Observe and Report

MPAA Rating: R

Entertainment: -1

Content: -4

Seth Rogen, Anna Faris, Michael Peña, Ray Liotta. Dark Comedy. Written & directed by Jody Hill.

FILM SYNOPSIS: At the Forest Ridge Mall, head of security Ronnie Barnhardt patrols his jurisdiction with an iron fist, combating skateboarders, shoplifters and the occasional unruly customer while dreaming of the day when he can swap his flashlight for a badge and a gun.  His delusions of grandeur are put to the test when the mall is struck by a flasher.  Driven to protect and serve the mall and its patrons, Ronnie seizes the opportunity to showcase his underappreciated law enforcement talents on a grand scale, hoping his solution of this crime will earn a coveted spot at the police academy and the heart of his elusive dream girl Brandi, the hot make-up counter clerk who won’t give him the time of day.  But his single-minded pursuit of glory launches a turf war with the equally competitive Detective Harrison of the Conway Police, and Ronnie is confronted with the challenge of not only catching the flasher, but getting him before the real cops do.

PREVIEW REVIEW: I used to get excited when I heard the description “dark comedy.” In a previous era that meant a Dr. Strangelove, Network or the original version of The Ladykillers. Alas, now it means other things.

Seth Rogen once again plays a vulnerable bumbler, and once more the crude comedian is determined to push the envelope of taste. Hey, you name the envelope and this guy will push it. Here he turns the nerdy underdog genre into a highbred assault on the senses. With 160 uses of the f-word alone, not to mention every other obscenity he can muster, plus insensitive gags about casual drug use and mall shootings, he takes the genre to a new low.

I’ve heard Mr. Rogen’s voice used in a couple of kid-friendly animated films in which he had to guard against vulgarity, proving in those ventures that he is indeed a witty performer. But evidently, he feels more comfortable establishing himself as the Sultan of Slime.

> ITEMS:

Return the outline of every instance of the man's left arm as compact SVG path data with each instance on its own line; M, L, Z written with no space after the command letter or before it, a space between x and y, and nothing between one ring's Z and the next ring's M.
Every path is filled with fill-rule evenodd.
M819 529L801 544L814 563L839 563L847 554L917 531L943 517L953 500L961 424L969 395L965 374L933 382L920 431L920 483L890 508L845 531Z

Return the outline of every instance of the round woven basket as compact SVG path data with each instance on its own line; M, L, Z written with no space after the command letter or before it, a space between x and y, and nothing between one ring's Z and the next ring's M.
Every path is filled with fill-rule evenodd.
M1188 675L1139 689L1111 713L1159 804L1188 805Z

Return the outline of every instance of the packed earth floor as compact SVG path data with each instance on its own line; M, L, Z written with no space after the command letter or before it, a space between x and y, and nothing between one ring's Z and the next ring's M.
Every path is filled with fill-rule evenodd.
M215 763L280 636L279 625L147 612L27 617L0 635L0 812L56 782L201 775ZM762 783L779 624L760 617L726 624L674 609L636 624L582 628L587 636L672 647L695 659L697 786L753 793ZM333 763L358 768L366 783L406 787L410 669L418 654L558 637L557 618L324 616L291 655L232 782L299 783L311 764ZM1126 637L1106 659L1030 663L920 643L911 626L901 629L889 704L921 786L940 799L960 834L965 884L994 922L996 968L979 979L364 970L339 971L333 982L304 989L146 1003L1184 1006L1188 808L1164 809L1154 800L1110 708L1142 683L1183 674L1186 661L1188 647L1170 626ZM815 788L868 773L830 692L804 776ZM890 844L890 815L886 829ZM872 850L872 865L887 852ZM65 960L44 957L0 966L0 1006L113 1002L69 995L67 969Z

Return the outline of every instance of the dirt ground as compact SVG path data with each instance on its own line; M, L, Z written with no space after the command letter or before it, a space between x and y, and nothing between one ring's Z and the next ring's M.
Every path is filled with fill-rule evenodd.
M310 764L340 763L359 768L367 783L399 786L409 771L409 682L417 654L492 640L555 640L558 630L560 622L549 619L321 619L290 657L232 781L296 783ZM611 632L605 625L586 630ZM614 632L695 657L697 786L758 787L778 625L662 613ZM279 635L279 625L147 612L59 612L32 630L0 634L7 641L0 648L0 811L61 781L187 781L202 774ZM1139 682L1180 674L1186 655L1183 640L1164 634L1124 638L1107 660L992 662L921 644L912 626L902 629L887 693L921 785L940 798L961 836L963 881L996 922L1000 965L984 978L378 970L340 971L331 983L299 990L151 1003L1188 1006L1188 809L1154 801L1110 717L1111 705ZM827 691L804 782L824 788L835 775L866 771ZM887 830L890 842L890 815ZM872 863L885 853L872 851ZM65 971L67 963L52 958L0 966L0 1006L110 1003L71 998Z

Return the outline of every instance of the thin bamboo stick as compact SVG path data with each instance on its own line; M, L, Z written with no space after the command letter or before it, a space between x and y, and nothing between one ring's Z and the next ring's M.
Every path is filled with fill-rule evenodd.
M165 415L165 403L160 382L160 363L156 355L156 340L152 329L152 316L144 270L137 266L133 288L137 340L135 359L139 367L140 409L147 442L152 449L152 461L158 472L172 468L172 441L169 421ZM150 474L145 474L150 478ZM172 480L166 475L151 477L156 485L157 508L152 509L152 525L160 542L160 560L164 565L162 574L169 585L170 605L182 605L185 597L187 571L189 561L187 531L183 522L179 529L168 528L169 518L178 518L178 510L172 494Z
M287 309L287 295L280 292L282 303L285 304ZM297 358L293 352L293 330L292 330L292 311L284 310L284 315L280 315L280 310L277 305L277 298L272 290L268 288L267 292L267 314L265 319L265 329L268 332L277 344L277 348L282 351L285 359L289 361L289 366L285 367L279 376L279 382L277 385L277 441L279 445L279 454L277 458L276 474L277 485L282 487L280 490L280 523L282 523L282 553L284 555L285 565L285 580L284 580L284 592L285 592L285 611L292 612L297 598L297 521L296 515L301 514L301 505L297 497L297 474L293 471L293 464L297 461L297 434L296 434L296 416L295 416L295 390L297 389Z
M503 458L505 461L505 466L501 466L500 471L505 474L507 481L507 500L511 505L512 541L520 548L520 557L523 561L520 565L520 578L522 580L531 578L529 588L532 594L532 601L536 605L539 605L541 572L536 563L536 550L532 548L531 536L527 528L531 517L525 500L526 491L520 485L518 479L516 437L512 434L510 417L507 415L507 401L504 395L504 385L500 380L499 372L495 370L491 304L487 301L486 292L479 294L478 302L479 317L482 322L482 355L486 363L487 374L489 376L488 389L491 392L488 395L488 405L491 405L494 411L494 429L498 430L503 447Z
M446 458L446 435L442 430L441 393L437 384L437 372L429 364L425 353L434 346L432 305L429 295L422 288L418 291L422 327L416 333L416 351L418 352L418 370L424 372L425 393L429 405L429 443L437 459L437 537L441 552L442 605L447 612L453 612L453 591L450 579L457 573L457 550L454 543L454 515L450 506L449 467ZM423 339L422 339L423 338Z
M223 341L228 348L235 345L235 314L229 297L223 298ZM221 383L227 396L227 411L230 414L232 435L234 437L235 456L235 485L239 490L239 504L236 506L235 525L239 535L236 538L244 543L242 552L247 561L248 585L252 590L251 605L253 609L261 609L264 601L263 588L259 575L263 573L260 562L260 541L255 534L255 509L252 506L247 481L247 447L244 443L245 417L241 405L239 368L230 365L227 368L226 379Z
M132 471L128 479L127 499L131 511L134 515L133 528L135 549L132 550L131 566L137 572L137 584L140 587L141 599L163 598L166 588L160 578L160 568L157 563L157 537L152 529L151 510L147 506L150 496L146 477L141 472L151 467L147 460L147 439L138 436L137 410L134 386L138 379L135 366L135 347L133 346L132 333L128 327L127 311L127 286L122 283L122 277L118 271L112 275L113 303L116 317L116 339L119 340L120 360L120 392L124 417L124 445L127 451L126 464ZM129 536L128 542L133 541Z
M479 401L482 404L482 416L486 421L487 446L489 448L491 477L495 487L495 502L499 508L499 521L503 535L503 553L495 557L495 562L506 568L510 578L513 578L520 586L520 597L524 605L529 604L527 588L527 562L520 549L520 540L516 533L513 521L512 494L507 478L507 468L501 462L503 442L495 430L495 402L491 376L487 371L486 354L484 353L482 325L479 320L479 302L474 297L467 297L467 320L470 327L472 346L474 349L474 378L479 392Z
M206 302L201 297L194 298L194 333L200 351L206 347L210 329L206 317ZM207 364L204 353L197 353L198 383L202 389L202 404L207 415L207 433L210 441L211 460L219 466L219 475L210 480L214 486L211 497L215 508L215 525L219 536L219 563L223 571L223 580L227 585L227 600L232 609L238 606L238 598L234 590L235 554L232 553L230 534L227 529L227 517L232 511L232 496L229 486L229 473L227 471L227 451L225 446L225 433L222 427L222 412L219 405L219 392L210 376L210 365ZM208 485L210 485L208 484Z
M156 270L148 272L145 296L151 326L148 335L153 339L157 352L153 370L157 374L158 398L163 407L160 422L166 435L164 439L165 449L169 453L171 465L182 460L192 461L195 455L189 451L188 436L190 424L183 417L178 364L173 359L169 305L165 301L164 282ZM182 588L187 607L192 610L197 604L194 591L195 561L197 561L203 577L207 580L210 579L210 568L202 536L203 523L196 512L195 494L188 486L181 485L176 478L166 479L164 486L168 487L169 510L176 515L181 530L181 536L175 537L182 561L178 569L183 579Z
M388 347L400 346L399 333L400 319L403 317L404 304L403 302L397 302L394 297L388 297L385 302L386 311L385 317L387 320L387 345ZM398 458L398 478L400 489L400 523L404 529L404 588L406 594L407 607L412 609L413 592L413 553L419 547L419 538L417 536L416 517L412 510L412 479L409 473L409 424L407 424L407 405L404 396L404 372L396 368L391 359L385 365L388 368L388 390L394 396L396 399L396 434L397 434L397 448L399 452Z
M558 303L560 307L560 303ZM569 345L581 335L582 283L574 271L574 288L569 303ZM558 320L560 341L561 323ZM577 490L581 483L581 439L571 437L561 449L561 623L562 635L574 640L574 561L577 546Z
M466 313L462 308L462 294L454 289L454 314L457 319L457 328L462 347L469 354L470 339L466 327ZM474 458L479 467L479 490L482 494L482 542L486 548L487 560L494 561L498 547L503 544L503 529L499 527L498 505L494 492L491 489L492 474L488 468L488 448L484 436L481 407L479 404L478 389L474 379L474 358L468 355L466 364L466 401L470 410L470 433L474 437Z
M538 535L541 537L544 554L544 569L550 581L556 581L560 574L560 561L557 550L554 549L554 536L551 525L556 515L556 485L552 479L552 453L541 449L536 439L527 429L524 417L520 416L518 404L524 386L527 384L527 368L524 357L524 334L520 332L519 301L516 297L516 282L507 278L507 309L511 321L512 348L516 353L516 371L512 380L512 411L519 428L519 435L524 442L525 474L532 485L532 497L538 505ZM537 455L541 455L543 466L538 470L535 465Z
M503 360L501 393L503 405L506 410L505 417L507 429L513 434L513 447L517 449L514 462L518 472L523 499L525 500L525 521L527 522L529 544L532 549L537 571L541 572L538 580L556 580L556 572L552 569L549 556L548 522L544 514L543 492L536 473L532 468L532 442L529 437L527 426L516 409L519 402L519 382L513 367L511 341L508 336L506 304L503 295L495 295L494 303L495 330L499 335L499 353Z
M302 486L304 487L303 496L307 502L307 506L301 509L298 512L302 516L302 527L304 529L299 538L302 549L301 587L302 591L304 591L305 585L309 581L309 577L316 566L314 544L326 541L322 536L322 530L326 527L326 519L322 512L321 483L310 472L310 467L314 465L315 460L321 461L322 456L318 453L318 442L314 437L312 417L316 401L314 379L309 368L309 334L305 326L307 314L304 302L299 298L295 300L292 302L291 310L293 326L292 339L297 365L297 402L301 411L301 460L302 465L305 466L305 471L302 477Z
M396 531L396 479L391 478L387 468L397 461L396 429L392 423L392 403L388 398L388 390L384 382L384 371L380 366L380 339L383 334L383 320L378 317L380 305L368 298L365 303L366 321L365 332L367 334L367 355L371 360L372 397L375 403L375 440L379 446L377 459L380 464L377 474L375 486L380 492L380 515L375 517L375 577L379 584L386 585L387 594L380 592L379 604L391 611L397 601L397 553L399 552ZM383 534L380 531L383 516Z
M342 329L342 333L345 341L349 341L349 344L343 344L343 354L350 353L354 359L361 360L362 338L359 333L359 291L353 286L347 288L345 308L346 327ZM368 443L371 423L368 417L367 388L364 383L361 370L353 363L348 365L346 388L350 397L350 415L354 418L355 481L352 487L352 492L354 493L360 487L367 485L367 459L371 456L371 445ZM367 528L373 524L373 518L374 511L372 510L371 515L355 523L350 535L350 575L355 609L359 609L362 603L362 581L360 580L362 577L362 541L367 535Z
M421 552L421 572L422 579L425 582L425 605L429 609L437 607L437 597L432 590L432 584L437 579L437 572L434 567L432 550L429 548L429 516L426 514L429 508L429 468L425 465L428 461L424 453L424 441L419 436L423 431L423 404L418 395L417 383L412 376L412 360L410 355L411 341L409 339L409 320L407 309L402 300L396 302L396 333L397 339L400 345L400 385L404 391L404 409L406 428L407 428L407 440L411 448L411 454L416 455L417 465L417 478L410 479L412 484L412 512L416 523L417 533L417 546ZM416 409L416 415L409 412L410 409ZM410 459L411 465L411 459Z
* * *
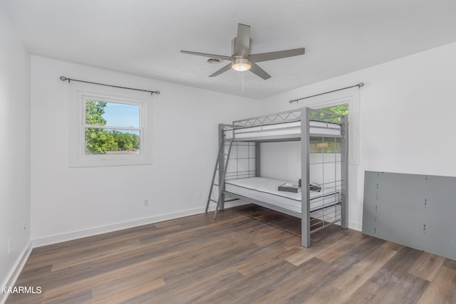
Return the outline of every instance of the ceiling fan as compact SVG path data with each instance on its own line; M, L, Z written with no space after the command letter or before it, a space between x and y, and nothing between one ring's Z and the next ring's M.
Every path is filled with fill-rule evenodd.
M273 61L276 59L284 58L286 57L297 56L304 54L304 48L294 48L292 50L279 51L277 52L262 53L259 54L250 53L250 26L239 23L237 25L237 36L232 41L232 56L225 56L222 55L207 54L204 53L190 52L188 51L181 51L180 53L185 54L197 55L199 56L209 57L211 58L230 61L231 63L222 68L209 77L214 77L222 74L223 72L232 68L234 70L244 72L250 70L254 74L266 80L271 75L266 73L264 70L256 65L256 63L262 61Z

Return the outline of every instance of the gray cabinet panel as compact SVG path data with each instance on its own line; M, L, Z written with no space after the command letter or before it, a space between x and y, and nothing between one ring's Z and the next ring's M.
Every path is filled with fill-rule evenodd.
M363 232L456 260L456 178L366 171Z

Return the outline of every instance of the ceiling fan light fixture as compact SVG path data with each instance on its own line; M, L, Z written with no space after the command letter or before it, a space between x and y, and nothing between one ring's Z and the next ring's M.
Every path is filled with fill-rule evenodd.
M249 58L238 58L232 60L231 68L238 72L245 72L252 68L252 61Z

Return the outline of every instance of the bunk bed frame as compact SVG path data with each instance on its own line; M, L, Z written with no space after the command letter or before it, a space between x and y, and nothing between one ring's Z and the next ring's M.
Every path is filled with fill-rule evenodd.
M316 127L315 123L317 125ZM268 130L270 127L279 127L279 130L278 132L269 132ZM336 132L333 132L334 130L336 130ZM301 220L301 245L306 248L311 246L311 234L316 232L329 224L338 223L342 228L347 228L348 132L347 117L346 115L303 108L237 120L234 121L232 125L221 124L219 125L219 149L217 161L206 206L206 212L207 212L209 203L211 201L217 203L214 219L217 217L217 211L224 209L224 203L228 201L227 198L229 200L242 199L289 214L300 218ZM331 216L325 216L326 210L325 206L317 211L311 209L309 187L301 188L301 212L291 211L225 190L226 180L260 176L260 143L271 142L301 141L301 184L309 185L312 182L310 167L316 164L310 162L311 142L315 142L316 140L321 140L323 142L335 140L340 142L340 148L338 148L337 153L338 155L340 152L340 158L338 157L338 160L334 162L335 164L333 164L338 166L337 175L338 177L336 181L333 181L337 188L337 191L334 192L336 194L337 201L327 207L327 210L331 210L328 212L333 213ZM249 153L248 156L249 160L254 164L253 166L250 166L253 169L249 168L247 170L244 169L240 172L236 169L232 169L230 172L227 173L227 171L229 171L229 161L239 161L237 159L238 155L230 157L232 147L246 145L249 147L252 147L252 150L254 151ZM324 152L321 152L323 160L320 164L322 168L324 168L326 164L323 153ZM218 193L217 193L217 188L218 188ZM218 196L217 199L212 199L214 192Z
* * *
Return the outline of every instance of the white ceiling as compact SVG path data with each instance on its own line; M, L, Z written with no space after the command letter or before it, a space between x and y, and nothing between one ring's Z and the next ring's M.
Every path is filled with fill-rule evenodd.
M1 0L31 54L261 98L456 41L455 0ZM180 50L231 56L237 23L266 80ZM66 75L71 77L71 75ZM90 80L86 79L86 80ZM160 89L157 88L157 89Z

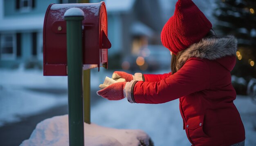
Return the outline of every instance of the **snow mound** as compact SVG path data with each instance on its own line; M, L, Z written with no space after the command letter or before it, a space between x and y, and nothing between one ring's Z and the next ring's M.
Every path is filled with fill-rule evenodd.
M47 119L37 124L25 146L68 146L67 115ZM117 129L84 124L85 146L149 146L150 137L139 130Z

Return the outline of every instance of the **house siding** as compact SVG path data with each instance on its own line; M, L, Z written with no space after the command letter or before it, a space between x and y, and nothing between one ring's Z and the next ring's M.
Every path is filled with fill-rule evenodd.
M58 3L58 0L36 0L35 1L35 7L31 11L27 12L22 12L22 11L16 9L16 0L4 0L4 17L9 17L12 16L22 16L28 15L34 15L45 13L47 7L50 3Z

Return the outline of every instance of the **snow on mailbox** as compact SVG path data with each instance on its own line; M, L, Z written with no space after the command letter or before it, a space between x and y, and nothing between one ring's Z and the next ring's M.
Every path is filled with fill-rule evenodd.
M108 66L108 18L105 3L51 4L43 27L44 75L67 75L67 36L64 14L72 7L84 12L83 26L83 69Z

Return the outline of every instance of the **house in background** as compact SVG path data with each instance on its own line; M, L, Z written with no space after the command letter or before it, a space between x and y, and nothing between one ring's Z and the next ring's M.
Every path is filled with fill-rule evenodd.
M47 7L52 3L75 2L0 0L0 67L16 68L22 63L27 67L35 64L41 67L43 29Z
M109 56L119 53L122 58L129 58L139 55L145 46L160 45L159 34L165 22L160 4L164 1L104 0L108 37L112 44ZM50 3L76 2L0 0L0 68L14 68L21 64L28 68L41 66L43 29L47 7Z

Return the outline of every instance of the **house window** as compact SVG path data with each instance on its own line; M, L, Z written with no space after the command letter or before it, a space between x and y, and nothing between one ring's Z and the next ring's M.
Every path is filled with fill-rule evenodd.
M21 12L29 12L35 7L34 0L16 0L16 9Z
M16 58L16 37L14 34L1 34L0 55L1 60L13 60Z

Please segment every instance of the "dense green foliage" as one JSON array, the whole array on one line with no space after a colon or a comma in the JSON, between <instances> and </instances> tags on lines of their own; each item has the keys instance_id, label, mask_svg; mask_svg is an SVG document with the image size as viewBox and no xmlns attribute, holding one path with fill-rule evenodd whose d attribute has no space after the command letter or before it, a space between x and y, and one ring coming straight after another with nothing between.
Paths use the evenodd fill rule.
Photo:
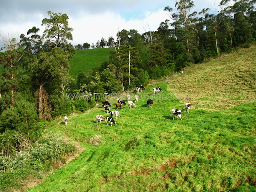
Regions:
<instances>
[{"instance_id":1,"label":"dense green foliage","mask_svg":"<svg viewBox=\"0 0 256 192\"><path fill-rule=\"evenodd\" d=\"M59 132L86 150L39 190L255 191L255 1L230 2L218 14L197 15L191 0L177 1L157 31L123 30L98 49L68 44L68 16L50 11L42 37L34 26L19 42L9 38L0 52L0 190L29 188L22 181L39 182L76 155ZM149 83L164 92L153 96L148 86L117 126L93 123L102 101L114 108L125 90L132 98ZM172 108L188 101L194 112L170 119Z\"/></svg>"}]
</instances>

> TASK REQUIREMENTS:
(A) Copy out the stretch of the movie review from "Observe and Report" through "by Jody Hill.", word for word.
(B) Arrange the stretch of the listing from the line containing "Return the outline of every instance of the round" through the line containing "M215 763L280 636L279" as a numbered list, leaving out blank lines.

> COMPLETE ANSWERS:
(A)
Observe and Report

MPAA Rating: R

Entertainment: -1

Content: -4

Seth Rogen, Anna Faris, Michael Peña, Ray Liotta. Dark Comedy. Written & directed by Jody Hill.

(B)
1. Return the outline of every instance of the round woven basket as compact SVG path data with each instance on its own line; M, L, Z written with no space after the command letter or before it, a space between x and y, and nothing between one ring's Z and the next ring's M.
2. Every path is filled with fill-rule evenodd.
3. M1188 675L1139 689L1111 713L1159 804L1188 805Z
4. Return the outline of every instance of the packed earth floor as compact SVG path data with each instance on its own line; M, L, Z written with no space after the command letter or before it, a space between x and y, and nothing between one ring's Z and the next ring's M.
5. Every path is filled with fill-rule evenodd.
6. M215 763L280 636L279 625L147 612L27 617L0 635L0 812L56 782L201 775ZM762 783L779 624L760 617L726 624L674 609L636 624L582 628L587 636L672 647L695 659L697 786L753 793ZM333 763L358 768L366 783L406 787L410 669L418 654L558 637L557 618L324 616L291 655L232 782L299 783L311 764ZM1126 637L1106 659L1030 663L920 643L911 626L901 629L889 704L921 786L940 799L960 834L965 884L994 922L996 968L979 979L364 970L339 971L333 982L304 989L146 1003L1184 1006L1188 808L1164 809L1154 800L1110 708L1142 683L1183 674L1186 661L1188 647L1170 626ZM815 788L868 773L830 692L804 776ZM890 844L890 815L886 829ZM872 850L872 865L887 852ZM65 960L44 957L0 966L0 1006L113 1002L69 995L67 969Z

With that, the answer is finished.